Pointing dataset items
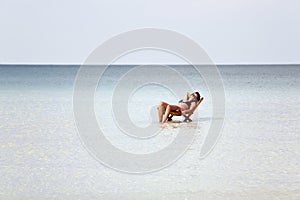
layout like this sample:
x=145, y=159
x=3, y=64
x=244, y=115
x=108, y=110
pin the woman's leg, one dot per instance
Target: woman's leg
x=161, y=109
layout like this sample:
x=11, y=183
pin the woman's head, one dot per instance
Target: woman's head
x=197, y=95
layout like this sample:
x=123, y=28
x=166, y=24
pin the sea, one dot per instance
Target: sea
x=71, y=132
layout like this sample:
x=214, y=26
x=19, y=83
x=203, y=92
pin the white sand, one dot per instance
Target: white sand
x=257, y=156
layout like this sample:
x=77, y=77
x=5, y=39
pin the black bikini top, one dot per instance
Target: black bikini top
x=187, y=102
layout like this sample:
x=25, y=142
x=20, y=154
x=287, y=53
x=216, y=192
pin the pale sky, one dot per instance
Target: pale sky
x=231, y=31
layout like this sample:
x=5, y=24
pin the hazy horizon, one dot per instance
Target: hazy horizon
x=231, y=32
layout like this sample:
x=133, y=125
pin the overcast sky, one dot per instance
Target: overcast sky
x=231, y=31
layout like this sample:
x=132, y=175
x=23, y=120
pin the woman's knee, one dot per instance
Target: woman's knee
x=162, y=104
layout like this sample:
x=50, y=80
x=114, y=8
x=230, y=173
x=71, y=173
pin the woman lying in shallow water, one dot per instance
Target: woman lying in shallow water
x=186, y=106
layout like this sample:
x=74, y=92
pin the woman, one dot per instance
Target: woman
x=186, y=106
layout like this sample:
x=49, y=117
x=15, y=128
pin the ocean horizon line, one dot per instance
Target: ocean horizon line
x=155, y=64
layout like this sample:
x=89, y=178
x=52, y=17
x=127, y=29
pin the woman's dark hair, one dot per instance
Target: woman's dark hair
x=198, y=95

▶ Stated task
Return the lines from the start of the items through the line holding "x=155, y=64", both ends included, and copy them with no changes. Leave the pictures out.

▶ Task solution
layout like this sample:
x=145, y=159
x=3, y=64
x=244, y=115
x=108, y=110
pin the woman's leg, one dot per instance
Target: woman's leg
x=161, y=109
layout like this sample:
x=11, y=183
pin the woman's head, one dot per instance
Target: woman's head
x=197, y=95
layout like this sample:
x=123, y=28
x=166, y=24
pin the sea, one dot per instance
Target: sea
x=71, y=132
layout like this sample:
x=214, y=26
x=19, y=83
x=203, y=92
pin the white sand, one dot per instance
Target: white sand
x=257, y=156
layout like this sample:
x=77, y=77
x=5, y=39
pin the black bikini top, one dot per instance
Target: black bikini top
x=187, y=102
layout like this sample:
x=25, y=142
x=20, y=154
x=287, y=53
x=216, y=192
pin the pale sky, one dot per instance
Target: pale sky
x=231, y=31
layout like this sample:
x=5, y=24
pin the hazy horizon, one dot per instance
Target: hazy horizon
x=231, y=32
layout like this sample:
x=133, y=125
pin the overcast sky, one dot per instance
Target: overcast sky
x=231, y=31
layout like this sample:
x=132, y=175
x=23, y=120
pin the woman's knee, one dot per instance
Target: woman's knee
x=162, y=104
layout like this sample:
x=50, y=80
x=114, y=8
x=230, y=173
x=71, y=173
pin the woman lying in shallow water, one dot per instance
Target: woman lying in shallow water
x=186, y=106
layout like this sample:
x=74, y=92
pin the woman, one dot per instance
Target: woman
x=186, y=106
layout like this sample:
x=49, y=117
x=15, y=128
pin the ocean horizon line, one dot per instance
Target: ocean horizon line
x=155, y=64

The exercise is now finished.